═══ Text ═══

Why should you be persuaded? As others said, it's totally up to you which races you include, and which ones you want to be among the big players in your setting.

I think more importantly than getting the totals right is at least to make a decision on whether and how all these races mixed up in the territory.

Which races do you want to be secluded from the others? Which others are on friendly enough terms so that they live in the same territories?

The most typical setup in a D&D setting is to have "good" demihumans mixed up in the same cities, with a large dominance of humans in numbers, and then have a few exceptions like a city of mostly elves and another of mostly dwarves. Then keep some "evil" humanoids either scattered (and hidden) more or less everywhere and give some other a secluded kingdom instead.

But this is the most obvious setup, and you shouldn't be afraid to challenge that with some original twist.
 

Derren

Hero
In the end it all comes down to how much land and manpower is needed to feed the population.
In the medieval age a single farmer could likely only feed himself and about 2 other people. No idea how much land he needed for that. Thats why large orc and goblin populations don't make much sense. They might reproduce faster than humans, but without agriculture they would need huge tracks of good land to support a large population.

So when everything is equal the race with the best agricultural technology and/or lowest food consumption will be more numerous. Everything else depends on how the planet evolved, who occupied which land and who won military victories against the other races.

═══ Supplied information ═══

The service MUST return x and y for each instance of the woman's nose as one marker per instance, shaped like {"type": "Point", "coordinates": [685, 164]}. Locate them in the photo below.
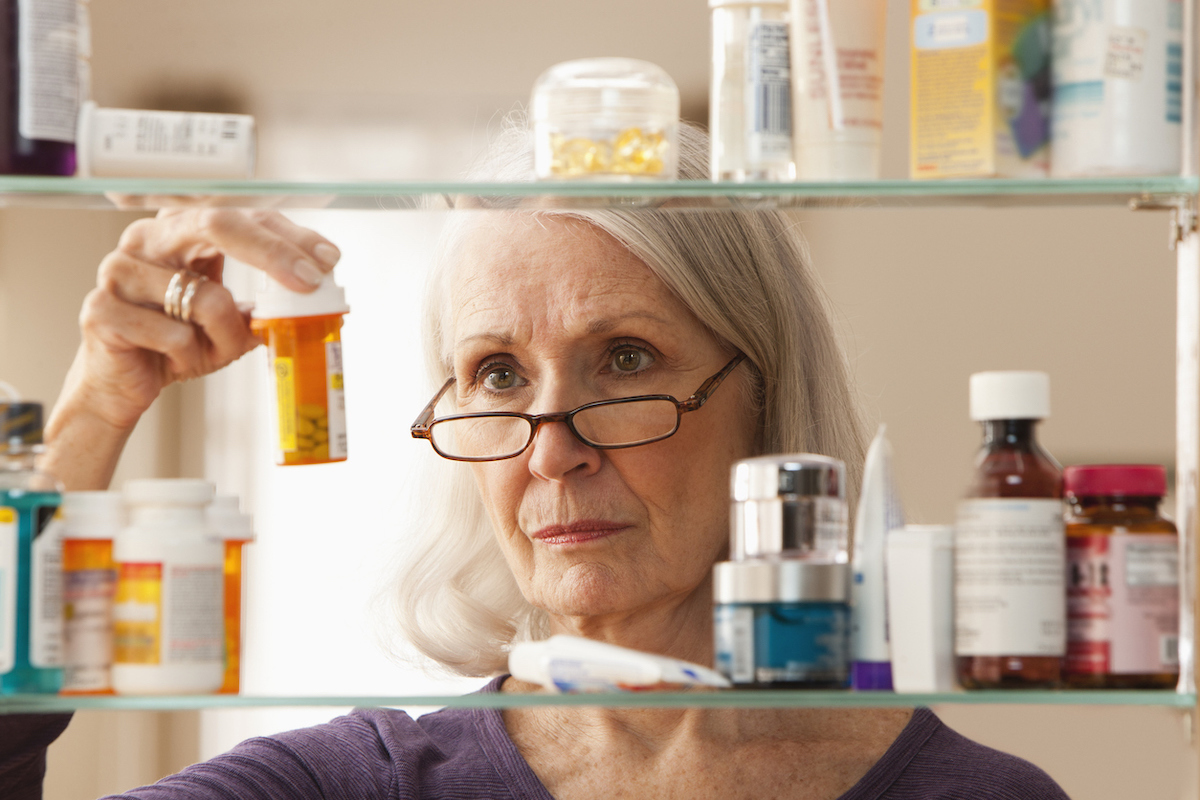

═══

What needs to be done: Extend the discussion of how fantasy races are spread across a setting's lands, starting right after its last sentence.

Task answer:
 

ComradeGnull

First Post
Didn't the Bolsheviks overthrow the Russian monarchy with a very small number of actual soldiers?

There wasn't a lot of direct fighting during the February and October revolutions- mostly mass strikes and protests. The Tsar ordering the troops to forcibly put down the protest actually touched off the mutiny that started the February Revolution. A lot of the military ultimately defected to the revolutionaries, leaving a force largely composed of Cossacks, pro-monarchist officers, and Imperial Guard units to fight for the White Army against the remains of the Russian regular army and a lot of conscripted workers in the Russian Civil War. The Red Army outnumbered the Whites (by about 600,000 men, according to Wikipedia) and the White army was less unified- there were a lot of regional independence movements and allied powers involved in the White movement.

This tangent brought to you by my long-lived obsession with Russian history.
 

Why should you be persuaded? As others said, it's totally up to you which races you include, and which ones you want to be among the big players in your setting.
Indeed. I've gotten rid of most of the traditional D&D races. In fact, my first thought was that I was going to have a human only fantasy setting--not unlike Newhon or the Hyborian Age or... well, or almost any published fantasy fiction. I decided to have a few magically influenced humans--the descendents of humans and Outsiders, or the descendents of cursed humans, or whatever. Therefore jann--sorta like fire genasi--and hellkin--sorta like tieflings--became major races in my setting. I also added a region infamous for its vampires, and a race that's based on the wildman archetype from Medieval artwork, which for convenience became not unlike the shifters of Eberron.

Despite all those, I still see my campaign as pretty much a human campaign, and I treat those other races as exotic humans, for the most part. I can't tell you how disinterested I am anymore in elves, dwarves, gnomes or halflings.
 

NewJeffCT

First Post
It depends on how much you want to change races like orcs, goblins & kobolds. Would you be okay with some goblins that do farming or fishing? Or, maybe the hobgoblins have goblin slaves that do the farming & fishing?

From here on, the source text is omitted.